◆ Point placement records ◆
--- --- ---

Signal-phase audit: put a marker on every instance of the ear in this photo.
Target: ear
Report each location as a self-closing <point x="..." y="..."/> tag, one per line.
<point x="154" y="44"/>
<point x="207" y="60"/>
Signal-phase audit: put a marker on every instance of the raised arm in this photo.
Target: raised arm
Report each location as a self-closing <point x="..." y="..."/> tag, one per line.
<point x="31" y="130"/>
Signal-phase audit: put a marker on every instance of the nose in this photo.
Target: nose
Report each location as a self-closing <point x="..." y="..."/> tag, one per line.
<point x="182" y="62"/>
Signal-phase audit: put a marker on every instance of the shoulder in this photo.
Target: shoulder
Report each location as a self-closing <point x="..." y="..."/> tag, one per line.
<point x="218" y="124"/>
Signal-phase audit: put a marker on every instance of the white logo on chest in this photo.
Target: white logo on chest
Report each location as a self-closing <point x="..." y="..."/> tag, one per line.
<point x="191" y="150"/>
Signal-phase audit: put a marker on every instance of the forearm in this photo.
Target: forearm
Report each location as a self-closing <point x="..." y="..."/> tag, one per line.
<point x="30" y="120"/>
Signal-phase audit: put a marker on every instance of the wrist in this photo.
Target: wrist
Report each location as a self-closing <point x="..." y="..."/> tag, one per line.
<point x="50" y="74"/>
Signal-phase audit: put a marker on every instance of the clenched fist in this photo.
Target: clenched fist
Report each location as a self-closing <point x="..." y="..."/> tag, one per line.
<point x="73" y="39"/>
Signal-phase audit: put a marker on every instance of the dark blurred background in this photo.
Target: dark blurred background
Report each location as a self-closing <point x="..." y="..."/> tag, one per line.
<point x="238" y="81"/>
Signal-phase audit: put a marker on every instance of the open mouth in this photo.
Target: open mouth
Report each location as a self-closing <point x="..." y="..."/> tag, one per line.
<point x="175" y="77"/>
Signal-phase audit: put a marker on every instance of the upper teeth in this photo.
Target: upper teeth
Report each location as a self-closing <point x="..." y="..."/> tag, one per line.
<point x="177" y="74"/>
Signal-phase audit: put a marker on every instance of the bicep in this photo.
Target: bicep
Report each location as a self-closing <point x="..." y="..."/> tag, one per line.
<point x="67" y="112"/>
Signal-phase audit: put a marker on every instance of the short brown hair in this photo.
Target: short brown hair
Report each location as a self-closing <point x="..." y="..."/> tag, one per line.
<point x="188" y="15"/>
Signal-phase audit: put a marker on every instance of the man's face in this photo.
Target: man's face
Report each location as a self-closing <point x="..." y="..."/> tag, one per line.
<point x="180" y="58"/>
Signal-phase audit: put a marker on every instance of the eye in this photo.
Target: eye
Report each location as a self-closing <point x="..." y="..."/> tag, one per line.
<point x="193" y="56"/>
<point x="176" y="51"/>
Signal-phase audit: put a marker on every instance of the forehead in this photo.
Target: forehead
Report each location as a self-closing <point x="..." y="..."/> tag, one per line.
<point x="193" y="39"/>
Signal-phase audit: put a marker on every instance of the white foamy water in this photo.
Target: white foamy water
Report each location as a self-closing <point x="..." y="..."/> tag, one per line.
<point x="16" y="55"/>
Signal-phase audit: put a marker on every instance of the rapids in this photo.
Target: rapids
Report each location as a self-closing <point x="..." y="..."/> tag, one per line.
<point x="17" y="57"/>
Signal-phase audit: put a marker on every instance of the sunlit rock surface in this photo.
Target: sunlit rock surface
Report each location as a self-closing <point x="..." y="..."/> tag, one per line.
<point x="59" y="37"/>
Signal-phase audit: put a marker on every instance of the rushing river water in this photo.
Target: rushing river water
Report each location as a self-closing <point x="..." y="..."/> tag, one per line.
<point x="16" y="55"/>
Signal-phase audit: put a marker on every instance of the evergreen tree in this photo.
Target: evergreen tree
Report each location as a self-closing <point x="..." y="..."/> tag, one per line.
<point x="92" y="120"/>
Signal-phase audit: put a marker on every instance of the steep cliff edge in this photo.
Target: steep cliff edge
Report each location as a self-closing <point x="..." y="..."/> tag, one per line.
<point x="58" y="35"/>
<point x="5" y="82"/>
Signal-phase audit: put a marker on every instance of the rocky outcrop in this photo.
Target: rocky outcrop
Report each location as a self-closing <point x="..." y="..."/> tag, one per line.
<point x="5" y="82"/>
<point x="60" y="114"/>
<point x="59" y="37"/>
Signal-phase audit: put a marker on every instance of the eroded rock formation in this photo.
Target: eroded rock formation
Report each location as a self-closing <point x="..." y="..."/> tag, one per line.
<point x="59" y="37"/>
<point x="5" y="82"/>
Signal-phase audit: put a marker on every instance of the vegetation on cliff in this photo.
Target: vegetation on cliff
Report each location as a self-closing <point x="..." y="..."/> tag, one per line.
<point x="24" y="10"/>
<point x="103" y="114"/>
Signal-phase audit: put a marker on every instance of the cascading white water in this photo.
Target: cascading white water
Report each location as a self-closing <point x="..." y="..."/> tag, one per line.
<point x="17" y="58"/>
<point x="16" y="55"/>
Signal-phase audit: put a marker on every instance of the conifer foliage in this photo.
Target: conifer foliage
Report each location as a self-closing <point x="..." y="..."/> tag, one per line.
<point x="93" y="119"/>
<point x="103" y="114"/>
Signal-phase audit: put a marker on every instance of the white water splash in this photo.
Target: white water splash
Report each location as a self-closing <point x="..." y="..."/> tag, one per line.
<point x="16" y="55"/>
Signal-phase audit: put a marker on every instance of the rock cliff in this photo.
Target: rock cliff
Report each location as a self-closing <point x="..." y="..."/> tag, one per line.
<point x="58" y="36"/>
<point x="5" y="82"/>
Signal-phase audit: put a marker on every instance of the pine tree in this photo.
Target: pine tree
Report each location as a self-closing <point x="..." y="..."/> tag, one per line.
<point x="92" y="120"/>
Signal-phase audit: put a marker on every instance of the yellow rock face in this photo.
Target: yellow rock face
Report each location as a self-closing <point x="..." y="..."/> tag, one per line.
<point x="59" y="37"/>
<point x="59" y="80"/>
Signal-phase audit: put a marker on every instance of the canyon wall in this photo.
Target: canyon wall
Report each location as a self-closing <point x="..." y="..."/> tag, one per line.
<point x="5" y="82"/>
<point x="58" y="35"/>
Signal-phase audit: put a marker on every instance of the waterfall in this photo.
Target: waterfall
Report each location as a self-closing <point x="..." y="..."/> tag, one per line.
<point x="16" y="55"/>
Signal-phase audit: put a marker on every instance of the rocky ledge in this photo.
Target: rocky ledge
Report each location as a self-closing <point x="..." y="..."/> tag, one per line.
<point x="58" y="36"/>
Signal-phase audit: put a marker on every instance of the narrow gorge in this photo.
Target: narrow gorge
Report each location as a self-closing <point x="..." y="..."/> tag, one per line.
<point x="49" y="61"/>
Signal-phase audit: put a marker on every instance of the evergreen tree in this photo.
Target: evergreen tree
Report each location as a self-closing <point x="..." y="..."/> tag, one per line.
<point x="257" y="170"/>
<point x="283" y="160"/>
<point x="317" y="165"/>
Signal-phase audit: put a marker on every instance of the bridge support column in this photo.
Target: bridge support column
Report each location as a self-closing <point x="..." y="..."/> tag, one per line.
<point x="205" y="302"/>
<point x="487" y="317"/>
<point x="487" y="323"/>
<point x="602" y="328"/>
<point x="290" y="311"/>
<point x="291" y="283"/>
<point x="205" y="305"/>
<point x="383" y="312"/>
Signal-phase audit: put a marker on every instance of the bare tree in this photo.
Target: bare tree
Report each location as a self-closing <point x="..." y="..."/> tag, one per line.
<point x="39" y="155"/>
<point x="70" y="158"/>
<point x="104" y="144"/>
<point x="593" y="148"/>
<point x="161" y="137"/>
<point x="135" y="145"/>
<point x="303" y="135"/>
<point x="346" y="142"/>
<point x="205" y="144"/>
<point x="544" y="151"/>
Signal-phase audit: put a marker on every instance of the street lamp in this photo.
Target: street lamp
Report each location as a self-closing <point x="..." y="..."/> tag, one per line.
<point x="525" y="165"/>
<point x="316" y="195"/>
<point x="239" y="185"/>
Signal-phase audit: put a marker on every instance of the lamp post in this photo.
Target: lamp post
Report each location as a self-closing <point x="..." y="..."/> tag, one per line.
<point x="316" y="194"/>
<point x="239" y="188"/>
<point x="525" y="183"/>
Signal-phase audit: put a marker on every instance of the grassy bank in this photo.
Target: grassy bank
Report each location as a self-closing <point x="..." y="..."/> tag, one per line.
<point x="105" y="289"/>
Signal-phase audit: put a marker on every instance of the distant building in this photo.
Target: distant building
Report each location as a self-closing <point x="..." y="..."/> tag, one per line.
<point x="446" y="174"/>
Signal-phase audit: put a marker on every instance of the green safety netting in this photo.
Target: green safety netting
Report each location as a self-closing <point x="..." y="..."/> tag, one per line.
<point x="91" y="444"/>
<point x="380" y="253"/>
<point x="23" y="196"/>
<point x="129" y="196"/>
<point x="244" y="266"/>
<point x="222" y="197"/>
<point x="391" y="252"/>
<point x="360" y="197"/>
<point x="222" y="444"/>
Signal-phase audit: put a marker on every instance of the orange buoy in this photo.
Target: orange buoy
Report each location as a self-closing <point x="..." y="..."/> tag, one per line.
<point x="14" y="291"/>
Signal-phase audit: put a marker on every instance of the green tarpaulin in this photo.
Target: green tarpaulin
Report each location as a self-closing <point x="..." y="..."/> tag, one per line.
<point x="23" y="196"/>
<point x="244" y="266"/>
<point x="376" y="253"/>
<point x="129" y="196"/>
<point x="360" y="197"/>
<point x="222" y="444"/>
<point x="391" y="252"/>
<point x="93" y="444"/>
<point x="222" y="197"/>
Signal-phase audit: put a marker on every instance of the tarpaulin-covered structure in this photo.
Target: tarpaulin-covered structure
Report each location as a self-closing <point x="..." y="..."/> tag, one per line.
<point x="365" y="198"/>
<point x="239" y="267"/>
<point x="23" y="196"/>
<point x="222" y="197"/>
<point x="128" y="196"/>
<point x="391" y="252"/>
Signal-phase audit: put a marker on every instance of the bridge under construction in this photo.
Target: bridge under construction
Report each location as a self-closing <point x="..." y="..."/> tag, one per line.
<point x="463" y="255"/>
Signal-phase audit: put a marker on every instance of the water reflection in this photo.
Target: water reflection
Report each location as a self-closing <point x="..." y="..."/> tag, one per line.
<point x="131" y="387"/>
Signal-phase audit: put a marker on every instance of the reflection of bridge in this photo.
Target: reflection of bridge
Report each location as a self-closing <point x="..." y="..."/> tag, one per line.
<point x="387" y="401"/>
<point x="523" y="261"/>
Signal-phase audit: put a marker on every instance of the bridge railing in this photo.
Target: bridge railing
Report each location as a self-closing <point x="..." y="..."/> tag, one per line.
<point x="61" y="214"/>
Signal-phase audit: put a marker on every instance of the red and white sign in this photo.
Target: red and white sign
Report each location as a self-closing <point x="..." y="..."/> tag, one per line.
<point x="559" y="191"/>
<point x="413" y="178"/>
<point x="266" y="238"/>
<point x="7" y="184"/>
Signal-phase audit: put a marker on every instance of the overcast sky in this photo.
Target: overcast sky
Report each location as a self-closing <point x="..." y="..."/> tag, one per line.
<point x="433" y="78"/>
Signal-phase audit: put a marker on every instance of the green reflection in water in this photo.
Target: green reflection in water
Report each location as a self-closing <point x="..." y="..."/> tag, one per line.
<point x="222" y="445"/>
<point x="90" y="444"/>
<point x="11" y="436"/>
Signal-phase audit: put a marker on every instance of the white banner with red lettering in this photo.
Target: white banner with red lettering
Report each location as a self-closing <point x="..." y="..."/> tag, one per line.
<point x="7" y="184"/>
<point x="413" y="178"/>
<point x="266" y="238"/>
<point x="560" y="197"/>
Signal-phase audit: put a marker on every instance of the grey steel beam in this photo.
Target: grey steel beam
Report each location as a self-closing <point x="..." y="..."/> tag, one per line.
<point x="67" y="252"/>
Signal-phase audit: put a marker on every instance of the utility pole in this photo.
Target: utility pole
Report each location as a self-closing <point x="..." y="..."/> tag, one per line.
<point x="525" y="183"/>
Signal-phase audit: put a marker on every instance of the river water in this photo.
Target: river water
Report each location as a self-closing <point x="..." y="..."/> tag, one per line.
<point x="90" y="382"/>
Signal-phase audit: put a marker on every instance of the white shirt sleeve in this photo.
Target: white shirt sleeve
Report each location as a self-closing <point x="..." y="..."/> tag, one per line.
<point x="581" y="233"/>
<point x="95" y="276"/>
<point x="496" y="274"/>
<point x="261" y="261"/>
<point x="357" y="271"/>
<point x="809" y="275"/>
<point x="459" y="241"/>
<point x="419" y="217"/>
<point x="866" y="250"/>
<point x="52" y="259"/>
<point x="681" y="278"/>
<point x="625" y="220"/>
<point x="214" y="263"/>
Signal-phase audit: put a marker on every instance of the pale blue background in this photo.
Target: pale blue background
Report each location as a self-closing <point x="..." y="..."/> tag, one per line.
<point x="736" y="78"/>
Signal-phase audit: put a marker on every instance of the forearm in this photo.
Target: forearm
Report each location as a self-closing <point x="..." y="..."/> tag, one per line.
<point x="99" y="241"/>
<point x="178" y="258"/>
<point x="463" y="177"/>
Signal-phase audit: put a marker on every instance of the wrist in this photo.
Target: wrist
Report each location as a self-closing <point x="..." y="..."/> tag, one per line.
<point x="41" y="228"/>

--- --- ---

◆ Directions ◆
Beginning at the line that holds "Signal-phase audit: put a marker on every instance of the pale", reproduce each line of the records above down to and including the last one.

◆ Exercise answer ◆
Signal-phase audit: put a marker on every instance of the pale blue background in this photo.
Target: pale blue background
Report each location as a self-closing <point x="..." y="..."/> tag, one per line.
<point x="736" y="78"/>
Signal-phase audit: put a marker on every instance of the forearm in this photo.
Target: forearm
Report each location as a self-closing <point x="..." y="..."/> tag, one per line.
<point x="99" y="241"/>
<point x="178" y="258"/>
<point x="463" y="177"/>
Signal-phase audit: put a marker on every instance of the wrist in this photo.
Target: wrist
Report each location as a self-closing <point x="..." y="..."/> tag, one per line.
<point x="41" y="228"/>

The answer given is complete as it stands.